→ EXERCISE PROMPT
Copy every line below that contains the word "background", treating uppercase and lowercase as different.

Lines of data:
>>

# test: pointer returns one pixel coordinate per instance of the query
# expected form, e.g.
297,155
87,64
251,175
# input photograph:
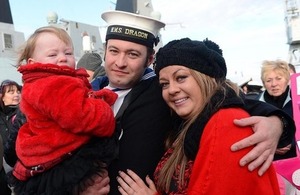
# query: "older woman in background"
10,95
275,76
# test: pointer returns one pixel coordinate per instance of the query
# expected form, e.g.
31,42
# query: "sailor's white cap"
132,27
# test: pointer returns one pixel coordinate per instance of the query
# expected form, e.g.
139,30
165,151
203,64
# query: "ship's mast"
5,13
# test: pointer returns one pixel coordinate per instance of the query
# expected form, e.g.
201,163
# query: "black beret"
203,56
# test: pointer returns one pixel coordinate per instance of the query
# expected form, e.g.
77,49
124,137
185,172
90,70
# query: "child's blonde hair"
28,48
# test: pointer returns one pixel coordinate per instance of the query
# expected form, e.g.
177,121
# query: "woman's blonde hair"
209,86
279,66
28,48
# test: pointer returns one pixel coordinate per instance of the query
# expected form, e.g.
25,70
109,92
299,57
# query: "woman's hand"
267,132
282,151
131,183
100,186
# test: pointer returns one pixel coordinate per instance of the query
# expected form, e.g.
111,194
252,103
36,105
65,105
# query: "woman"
10,98
198,159
275,76
10,94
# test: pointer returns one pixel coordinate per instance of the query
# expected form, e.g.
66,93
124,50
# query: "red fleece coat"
60,115
216,169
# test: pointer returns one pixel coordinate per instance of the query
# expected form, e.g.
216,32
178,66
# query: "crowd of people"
180,127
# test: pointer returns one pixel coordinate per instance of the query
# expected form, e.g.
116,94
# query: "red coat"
216,169
60,115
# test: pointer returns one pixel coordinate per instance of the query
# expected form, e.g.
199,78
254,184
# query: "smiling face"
125,62
50,49
180,90
11,96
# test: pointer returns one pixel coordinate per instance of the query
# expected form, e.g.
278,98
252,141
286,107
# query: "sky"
248,31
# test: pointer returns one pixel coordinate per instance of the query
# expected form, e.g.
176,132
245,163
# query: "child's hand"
107,95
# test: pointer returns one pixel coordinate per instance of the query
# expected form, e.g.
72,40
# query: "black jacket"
145,123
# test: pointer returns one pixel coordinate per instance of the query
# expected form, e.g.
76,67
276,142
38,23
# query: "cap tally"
132,27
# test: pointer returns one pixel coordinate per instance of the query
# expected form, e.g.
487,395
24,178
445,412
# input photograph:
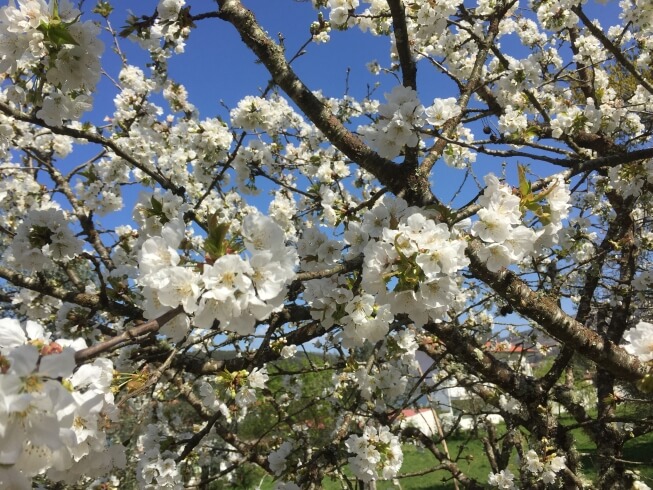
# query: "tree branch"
129,335
272,56
549,316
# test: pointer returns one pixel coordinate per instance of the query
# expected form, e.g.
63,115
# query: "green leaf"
215,244
103,8
56,33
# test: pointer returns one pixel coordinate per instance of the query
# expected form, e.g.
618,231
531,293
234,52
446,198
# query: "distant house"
422,419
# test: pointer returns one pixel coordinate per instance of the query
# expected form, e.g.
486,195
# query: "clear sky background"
217,66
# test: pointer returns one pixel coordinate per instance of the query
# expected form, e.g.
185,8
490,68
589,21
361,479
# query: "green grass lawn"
473,462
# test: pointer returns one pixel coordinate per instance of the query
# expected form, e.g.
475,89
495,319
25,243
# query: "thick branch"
129,335
87,300
549,316
408,67
272,56
616,52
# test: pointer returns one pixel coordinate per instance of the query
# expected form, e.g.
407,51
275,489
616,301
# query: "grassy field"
472,461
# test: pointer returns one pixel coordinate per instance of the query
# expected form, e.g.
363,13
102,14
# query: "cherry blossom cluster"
506,239
235,290
52,414
401,118
38,37
640,341
376,454
42,237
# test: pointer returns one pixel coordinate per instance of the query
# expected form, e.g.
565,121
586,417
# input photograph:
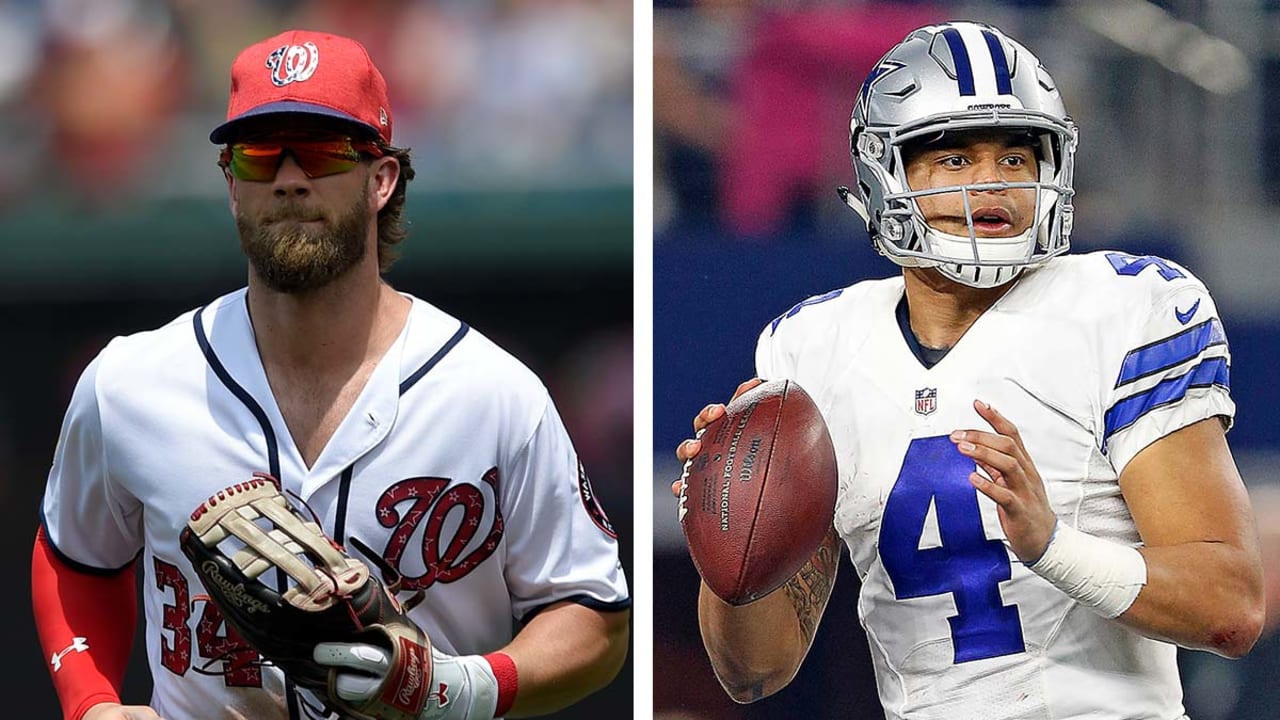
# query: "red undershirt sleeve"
86,625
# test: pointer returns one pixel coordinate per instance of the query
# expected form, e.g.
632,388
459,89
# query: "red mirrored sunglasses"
319,155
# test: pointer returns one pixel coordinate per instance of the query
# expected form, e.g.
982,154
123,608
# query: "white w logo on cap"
293,63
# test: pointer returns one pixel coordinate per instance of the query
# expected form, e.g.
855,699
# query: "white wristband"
465,688
1097,573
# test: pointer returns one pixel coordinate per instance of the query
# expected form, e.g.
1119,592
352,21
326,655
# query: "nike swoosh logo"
1185,317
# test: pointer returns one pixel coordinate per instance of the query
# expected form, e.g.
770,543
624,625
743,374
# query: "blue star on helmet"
878,74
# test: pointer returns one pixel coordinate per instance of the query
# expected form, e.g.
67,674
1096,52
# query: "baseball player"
393,422
1034,482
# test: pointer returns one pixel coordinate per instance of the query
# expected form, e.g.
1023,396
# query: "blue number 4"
964,564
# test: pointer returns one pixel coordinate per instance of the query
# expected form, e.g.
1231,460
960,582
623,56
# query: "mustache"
295,212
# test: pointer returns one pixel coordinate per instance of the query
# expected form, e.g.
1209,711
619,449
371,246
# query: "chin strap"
854,203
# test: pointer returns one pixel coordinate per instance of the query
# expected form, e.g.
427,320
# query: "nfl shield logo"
926,401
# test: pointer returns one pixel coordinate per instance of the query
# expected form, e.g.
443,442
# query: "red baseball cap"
307,72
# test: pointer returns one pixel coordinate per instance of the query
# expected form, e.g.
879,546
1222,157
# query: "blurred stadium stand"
1178,105
114,218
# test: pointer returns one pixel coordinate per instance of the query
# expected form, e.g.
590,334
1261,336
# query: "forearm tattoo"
810,588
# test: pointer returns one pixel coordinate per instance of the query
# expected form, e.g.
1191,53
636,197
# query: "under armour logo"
78,645
439,696
293,63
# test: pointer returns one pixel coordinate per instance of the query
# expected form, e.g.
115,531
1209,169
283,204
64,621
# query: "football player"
1034,482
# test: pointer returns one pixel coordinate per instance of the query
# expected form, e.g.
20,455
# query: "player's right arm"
82,570
757,648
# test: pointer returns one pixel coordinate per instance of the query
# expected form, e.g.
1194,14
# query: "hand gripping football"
760,496
320,595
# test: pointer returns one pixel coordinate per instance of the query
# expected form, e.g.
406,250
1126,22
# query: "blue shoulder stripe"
1004,85
801,305
1212,372
1174,350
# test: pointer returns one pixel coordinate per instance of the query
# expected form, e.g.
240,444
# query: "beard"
293,258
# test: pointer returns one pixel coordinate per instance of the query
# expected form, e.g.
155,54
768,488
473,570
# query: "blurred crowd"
100,98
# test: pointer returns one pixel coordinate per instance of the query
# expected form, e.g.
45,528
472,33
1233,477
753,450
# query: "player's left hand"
462,688
1015,486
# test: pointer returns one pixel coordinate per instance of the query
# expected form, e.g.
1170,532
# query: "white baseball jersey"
1093,358
452,463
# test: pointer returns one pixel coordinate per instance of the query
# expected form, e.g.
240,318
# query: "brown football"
760,495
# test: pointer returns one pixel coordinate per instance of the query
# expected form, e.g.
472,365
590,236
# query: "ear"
383,176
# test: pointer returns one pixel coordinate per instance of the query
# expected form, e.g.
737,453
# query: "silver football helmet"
959,77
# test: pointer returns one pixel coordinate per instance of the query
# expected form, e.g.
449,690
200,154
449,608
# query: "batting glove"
464,687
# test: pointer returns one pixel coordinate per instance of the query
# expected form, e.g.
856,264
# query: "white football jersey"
1093,358
453,464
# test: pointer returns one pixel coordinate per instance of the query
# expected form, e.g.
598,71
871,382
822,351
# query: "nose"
988,171
289,178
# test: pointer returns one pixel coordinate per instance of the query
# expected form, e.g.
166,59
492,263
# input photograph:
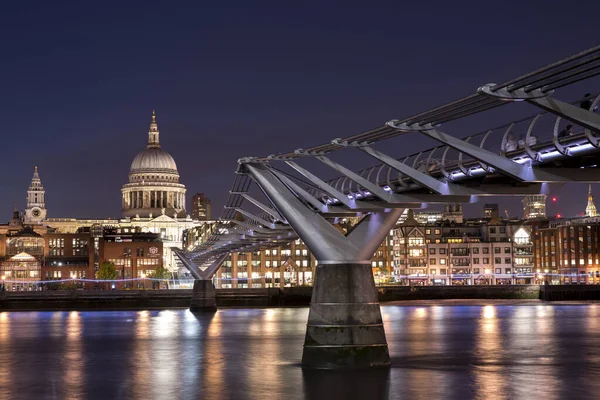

<<

→ ANSWER TO THE EXERCISE
# query: "older woman in background"
# query: "clear sky background"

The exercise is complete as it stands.